WHAT IS NEEDED:
Return every line of the listing below word for word, with nothing altered or left out.

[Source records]

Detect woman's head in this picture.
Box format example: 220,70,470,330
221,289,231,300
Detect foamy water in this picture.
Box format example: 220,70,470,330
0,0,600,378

TASK SOLUTION:
Detect woman's head in this picture.
Box format example: 220,70,470,330
221,289,231,300
Detect foamy water in this picture.
Box format example: 220,70,470,330
0,0,600,378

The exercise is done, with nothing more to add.